━━━ Task data ━━━

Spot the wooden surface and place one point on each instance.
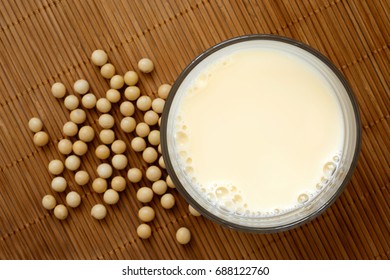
(46, 41)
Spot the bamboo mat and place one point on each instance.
(46, 41)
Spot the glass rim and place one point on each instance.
(164, 134)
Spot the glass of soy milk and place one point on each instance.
(260, 133)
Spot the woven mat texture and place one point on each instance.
(46, 41)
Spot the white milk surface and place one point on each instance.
(259, 132)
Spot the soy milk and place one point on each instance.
(259, 132)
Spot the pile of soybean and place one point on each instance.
(146, 141)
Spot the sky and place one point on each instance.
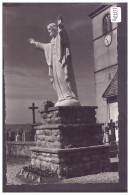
(25, 68)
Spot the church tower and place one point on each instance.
(105, 64)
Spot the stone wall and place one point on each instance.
(71, 162)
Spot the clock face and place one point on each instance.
(107, 40)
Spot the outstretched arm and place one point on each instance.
(37, 44)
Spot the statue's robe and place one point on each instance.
(58, 58)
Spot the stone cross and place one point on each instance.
(33, 111)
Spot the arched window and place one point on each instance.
(107, 27)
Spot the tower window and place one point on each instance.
(106, 24)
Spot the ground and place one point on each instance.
(14, 165)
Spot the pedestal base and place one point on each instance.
(69, 144)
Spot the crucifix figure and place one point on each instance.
(33, 111)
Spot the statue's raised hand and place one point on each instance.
(31, 41)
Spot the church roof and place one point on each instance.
(112, 89)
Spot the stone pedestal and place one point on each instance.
(69, 143)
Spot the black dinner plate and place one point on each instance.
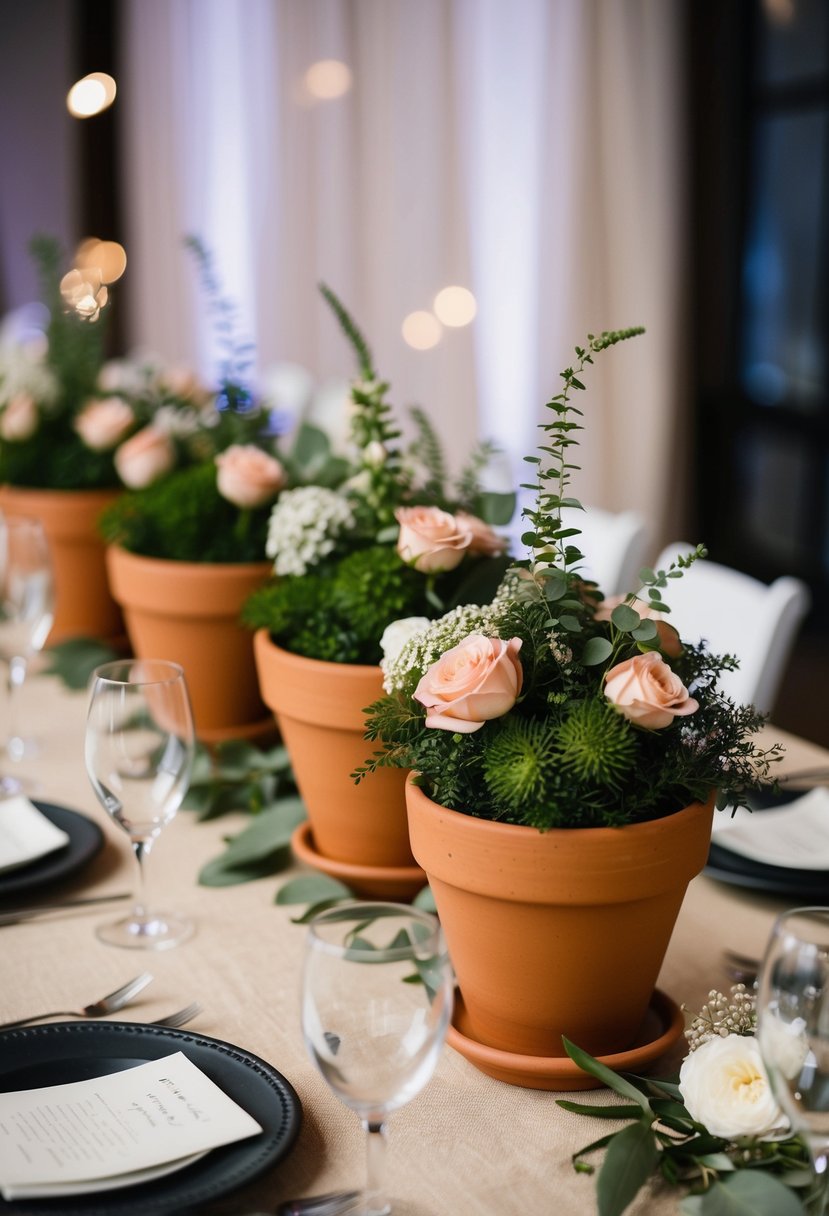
(85, 840)
(78, 1051)
(727, 866)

━━━

§ Short problem
Please update the listing by replacing every "Spot" with "Locate" and leaving everything else the same. Write out the full listing with the change, and omit the pictures.

§ Answer to the exercise
Locate the wooden surface and place one point on each instance.
(46, 41)
Locate the bamboo mat and place one point on each instance.
(46, 41)
Locate the glass rim and place one point on each instance.
(164, 134)
Locate the glass of soy milk and place one point on each instance.
(260, 133)
Locate the woven mat texture and place one point on each instance.
(46, 41)
Locate the white milk surface and place one point on each instance.
(259, 132)
Locate the soy milk and place one point on each instance.
(259, 132)
Locate the pile of soybean and place one point on each instance.
(146, 141)
Locate the sky and place one point on each instance.
(25, 68)
Locate the church tower and place one point on each instance.
(105, 64)
Locate the stone wall and place one point on each instance.
(71, 162)
Locate the clock face and place one point on each instance.
(107, 40)
Locate the outstretched arm and place one point on each instance.
(37, 44)
Locate the statue's robe and place one point on each instance.
(58, 58)
Locate the stone cross and place one point on each instance.
(33, 111)
Locate the arched window and place one point on each instance.
(107, 27)
Locate the tower window and place one point on each instance.
(106, 24)
Locate the ground and place one point on each instance.
(14, 165)
Locate the pedestal base and place one point on each instance.
(69, 144)
Locate the crucifix figure and place one point on each instance.
(33, 111)
Locate the statue's raised hand and place one point on each instance.
(31, 41)
Locate the church roof and place one point on each instance.
(112, 89)
Locate the stone pedestal and place one point on each instance.
(69, 143)
Locate the black dinner plate and place one point on each instance.
(85, 840)
(78, 1051)
(727, 866)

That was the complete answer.